→ **ARTICLE**:
========

One question that you’ve most likely asked yourself thanks to spending so much time at home is, “How do I go through so many containers?” Hollie Velten-Lattrell, who runs a creative design studio in Maplewood, N.J., can’t exactly answer that. But she does have an innovative way to repurpose your empty cans, toilet paper rolls and old newspapers: by making a “junk vessel.”

Velten-Lattrell, her husband, who is an animator, and their two young children have made dozens of these vases from assorted trash that is papier-mached and then colorfully painted.

While these vases shouldn’t be exposed to water, they are perfect for holding dried flowers or pens, or can stand alone as statement pieces on your bookshelves. Follow these steps to turn your trash into your own artsy junk vessel.

Make your vessel’s form

1. To start, you’ll need to comb through your trash and recyclables for the makings of a large, sturdy base — a plastic or cardboard box should do the trick. Tissue boxes, cans and oatmeal or breadcrumb containers are good circular options. You may have to combine multiple items, like two plastic cups.

2. Then, look for a longer, tubular item — like an empty toilet paper or paper towel roll — to mimic the neck of a traditional vase. To attach this to the junk vessel’s base, use generous amounts of masking tape. Painter’s tape and duct tape also work, as would a hot glue gun.

3. To make your vessel’s form more elaborate, add handles, knobs or flaps by cutting out shapes from any leftover cardboard you might have. You can tape or glue these on.

========

→ **DATA LISTING**:
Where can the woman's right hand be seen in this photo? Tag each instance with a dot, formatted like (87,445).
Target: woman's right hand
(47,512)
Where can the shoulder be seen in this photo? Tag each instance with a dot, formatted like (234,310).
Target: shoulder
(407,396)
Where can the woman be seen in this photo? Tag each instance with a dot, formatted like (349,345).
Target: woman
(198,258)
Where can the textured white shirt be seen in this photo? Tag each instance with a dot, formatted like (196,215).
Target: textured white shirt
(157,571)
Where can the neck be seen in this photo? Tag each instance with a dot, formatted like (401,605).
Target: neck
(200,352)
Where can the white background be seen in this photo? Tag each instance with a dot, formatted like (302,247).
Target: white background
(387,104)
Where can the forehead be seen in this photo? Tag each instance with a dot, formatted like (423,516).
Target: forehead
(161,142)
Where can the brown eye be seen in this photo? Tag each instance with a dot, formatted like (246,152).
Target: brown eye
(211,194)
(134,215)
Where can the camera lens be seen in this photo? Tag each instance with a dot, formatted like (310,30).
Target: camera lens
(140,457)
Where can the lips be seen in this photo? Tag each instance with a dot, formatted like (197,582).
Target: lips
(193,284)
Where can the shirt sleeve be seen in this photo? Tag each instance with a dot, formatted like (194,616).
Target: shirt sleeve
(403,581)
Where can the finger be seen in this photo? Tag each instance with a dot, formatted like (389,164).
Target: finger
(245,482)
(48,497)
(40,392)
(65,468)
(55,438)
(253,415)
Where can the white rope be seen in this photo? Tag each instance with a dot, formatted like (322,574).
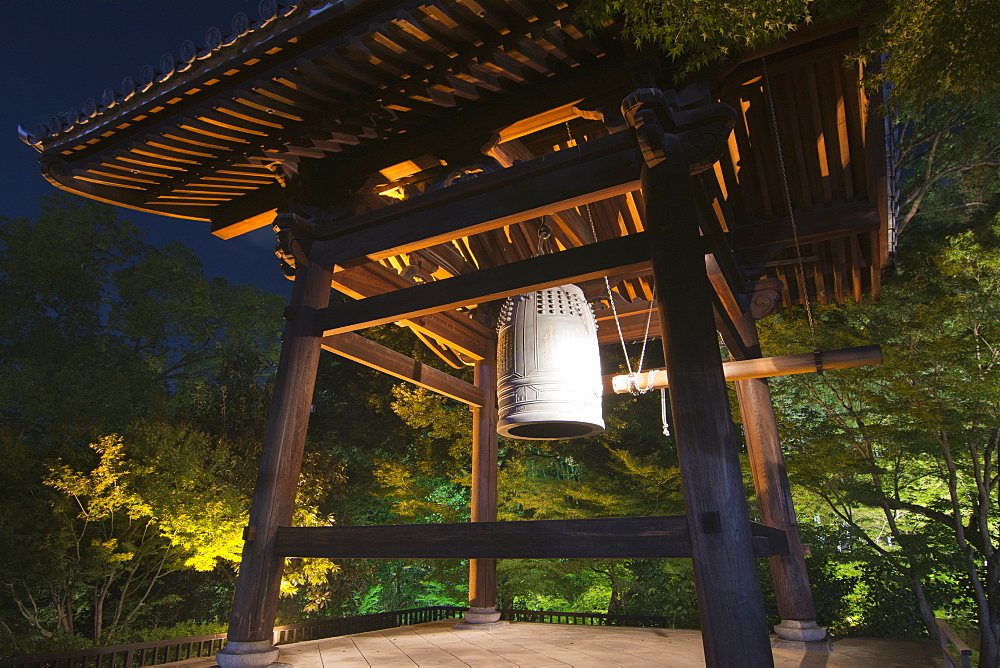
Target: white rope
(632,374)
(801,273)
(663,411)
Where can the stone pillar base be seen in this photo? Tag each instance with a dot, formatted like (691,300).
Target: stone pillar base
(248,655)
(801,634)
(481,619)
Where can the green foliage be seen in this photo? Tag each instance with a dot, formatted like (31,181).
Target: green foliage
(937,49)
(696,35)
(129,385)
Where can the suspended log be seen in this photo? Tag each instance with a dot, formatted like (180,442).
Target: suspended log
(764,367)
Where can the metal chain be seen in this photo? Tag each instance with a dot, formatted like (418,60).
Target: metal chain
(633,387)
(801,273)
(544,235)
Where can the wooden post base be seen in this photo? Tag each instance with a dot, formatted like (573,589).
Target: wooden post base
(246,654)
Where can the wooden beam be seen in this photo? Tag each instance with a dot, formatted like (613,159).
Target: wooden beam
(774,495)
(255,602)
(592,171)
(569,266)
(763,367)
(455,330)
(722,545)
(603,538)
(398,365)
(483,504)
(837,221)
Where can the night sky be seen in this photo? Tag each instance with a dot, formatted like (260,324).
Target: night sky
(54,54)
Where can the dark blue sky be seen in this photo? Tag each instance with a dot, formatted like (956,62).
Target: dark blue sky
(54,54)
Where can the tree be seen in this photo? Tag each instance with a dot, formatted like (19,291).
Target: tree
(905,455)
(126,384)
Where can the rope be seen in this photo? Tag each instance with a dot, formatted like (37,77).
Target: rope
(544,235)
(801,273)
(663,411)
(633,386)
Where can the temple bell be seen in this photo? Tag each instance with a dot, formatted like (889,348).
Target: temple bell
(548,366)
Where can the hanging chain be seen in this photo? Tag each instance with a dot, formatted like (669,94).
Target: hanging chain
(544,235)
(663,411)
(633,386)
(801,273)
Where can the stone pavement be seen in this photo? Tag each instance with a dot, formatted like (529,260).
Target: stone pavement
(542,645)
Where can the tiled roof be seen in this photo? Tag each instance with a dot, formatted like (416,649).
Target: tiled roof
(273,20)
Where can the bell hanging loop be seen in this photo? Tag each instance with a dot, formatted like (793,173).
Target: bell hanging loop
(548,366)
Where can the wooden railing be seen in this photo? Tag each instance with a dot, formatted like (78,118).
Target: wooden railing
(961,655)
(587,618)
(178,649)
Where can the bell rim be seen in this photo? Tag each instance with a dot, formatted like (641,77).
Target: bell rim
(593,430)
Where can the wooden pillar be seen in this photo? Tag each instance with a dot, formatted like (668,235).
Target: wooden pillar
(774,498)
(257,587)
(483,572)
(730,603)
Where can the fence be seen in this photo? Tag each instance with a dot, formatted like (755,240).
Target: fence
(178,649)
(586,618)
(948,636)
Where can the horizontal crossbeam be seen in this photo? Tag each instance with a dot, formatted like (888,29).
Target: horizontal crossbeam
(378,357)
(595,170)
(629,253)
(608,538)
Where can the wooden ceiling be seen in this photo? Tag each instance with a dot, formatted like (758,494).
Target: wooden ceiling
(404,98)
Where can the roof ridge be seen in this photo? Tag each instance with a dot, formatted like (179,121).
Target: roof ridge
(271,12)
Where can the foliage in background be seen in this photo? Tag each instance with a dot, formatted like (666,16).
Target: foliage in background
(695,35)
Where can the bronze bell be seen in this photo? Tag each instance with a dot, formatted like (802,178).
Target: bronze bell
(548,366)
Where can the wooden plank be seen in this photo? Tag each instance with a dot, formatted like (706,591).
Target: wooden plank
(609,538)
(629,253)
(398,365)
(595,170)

========

→ **WHAT THE EXERCISE ASKS**: Pick up the article on turning household trash into junk vessels where it stops, and carry its step-by-step instructions forward.

→ **EXERCISE RESULT**:
Papier-mache your structure

1. Cut or tear your newspaper into strips; make more strips than you think you’ll need.

2. Make your paste: Velten-Lattrell uses Mod Podge glue and she also recommends wallpaper glue, but most liquid glues should work. Whatever glue you decide to use, start with a ratio of two parts glue to one part water so that it’s viscous.

3. Dip your strips into your glue mixture. Pull the strip between your thumb and forefinger to remove excess globs of paste.

4. Layer the vessel with strips until it is fully covered and let dry completely.

5. Repeat so that your vessel has a minimum of two dried papier-mache layers.

Paint and decorate

1. Using any paint you have around the house, transform your vessel into a colorful decoration. Velten-Lattrell often uses chalk paint and kid-friendly washable tempera.

2. Let the first coat of paint dry completely and assess if it needs a second base coat.

3. Add patterns, stripes, blocks of color — anything your heart desires.